** Data for this exercise **
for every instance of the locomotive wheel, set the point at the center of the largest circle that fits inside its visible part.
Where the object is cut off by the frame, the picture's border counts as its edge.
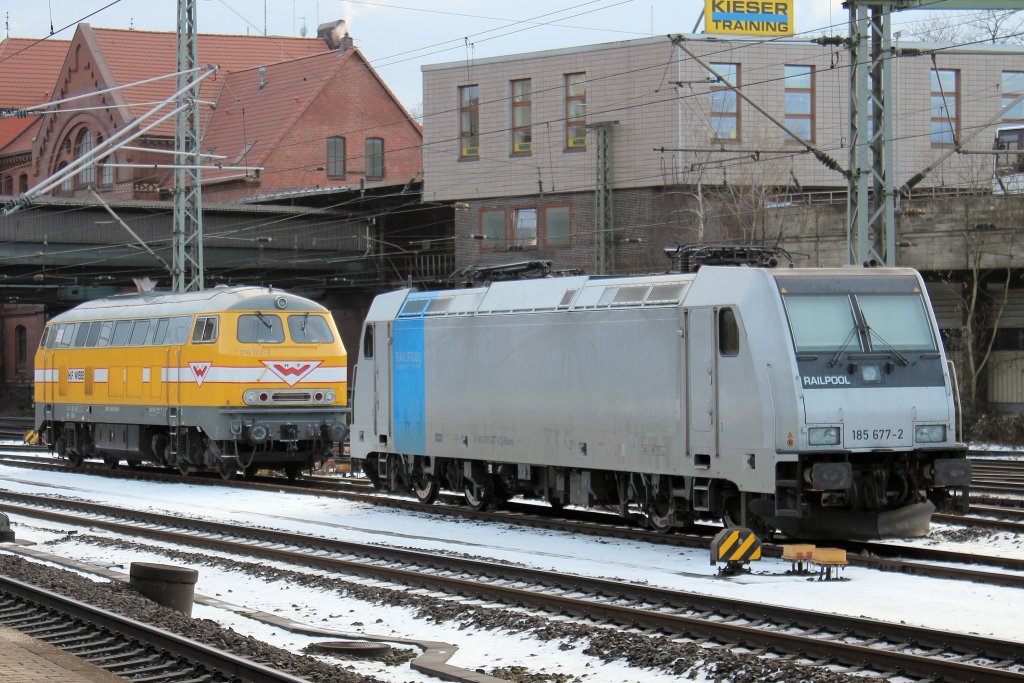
(660, 517)
(227, 471)
(425, 488)
(477, 501)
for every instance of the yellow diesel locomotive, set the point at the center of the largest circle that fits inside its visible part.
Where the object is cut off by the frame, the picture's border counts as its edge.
(228, 379)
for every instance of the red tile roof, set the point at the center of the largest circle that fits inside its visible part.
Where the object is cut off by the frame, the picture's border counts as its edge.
(246, 113)
(29, 68)
(135, 55)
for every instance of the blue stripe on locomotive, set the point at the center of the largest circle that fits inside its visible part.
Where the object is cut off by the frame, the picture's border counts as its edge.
(409, 397)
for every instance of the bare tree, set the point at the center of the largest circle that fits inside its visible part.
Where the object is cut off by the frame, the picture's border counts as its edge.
(989, 26)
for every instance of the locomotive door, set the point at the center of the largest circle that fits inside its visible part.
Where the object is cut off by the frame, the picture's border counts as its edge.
(701, 381)
(382, 379)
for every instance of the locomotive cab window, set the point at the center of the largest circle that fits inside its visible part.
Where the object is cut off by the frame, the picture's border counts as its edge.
(308, 329)
(728, 333)
(177, 331)
(822, 323)
(206, 330)
(259, 329)
(896, 321)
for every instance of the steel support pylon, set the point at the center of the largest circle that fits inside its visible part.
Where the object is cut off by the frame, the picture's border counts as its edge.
(870, 205)
(187, 230)
(604, 215)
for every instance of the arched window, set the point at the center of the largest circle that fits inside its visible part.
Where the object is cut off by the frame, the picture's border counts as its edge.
(68, 184)
(83, 145)
(375, 157)
(105, 170)
(20, 348)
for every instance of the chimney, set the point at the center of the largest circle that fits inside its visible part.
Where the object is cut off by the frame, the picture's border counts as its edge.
(335, 35)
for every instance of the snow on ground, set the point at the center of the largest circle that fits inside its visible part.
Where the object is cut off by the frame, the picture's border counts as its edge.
(946, 604)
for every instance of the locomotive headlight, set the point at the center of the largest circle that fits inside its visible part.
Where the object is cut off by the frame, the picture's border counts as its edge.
(929, 433)
(870, 374)
(823, 435)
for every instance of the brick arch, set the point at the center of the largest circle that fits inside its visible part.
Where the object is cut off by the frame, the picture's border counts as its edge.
(70, 131)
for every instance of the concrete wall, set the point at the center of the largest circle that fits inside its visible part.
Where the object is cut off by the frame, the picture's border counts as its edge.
(658, 96)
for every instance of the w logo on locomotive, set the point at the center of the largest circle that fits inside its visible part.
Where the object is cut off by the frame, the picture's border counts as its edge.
(292, 372)
(200, 371)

** About this exercise **
Make an exact copy of the records above, one that has none of the pictures.

** Task result **
for every instance of the locomotive wheel, set the point at the center of the largest circle that fits inside its visible part.
Where the object is cut off by the frame, the picture's border counts as its edge.
(660, 517)
(227, 471)
(425, 488)
(477, 501)
for every instance of the yellow diesel locomotive, set the point at the center of the largest circle that fits inside its visible part.
Where the object is cut off by the frame, the picture's border counts as its edge.
(228, 379)
for every instance of the red tile roof, set the point at the center of the largest circle that fits inside its visible part.
Where the object is cut off by the frame, the picture's border counts as its edge.
(246, 113)
(29, 68)
(135, 55)
for every instance of the blue stripe on locomotive, set the point at the center of the largest circle that fits inside its visible part.
Where the object is cut off by the frame, the picture's border counts as its edge.
(409, 397)
for every instance of the bare tree, set the point at the center of the largest circle that fits inside its visible part.
Where the object is cut off by the frame, the picture's border counts as its edge.
(989, 26)
for every instance of the locomotive door, set the point at the center of the largest circle that fits inside its visible part.
Where the object is cut off by the frame, the picture's border counts as its edge.
(701, 381)
(382, 379)
for every instance of the locomotive cab window, set the point at the center of the largest circle that fits inside its visible part.
Where the object is cut off by the frame, the picture's border counts as its edge.
(308, 329)
(728, 333)
(177, 331)
(822, 323)
(206, 330)
(259, 329)
(896, 321)
for every instance of the steel support pylon, set the point at the center of the largest circle that fits inside its visible part.
Where the object is cut off by the frame, the picture's border counts as its edge.
(870, 205)
(187, 230)
(604, 215)
for every instance of the arched window, set the point at the center of the largest circle that fits inside its visible part.
Where the object is cut off by the frame, the picture's border counts as its edge.
(68, 184)
(83, 145)
(375, 157)
(105, 170)
(20, 348)
for every instance of the chimney, set the point at the center of the largest circle that fits inside its visible part.
Where the object is cut off by the frame, the picture's border counts as its edge.
(335, 35)
for every instance of the snow on ground, set the point at the center of the largest circle that fits inside its visible part.
Where the object is cut off by the frame, the picture's border counts as its edge.
(946, 604)
for every instance of the locomotive headlight, set the point at the center of the largest circle that fits inside its visible part.
Where the object is cut off by the frame, the picture's border counts as its edge.
(929, 433)
(870, 374)
(823, 435)
for every instance of the brick arch, set the point at the center of the largest circle that fits inside its visible part.
Where the object is cut off by the frame, the picture's border counts as its edge.
(70, 131)
for every instance of the concrete wall, set the point at the center of the largest circle that fits inside its visible part.
Where the object is cut off by the frame, the picture's border counts as its edge.
(658, 96)
for every instance of the w logo on locomotive, set the point at the center of the largest circle that fits inside its visible part.
Where the object is cut off by the frame, the picture's border counts as its edge.
(292, 372)
(200, 371)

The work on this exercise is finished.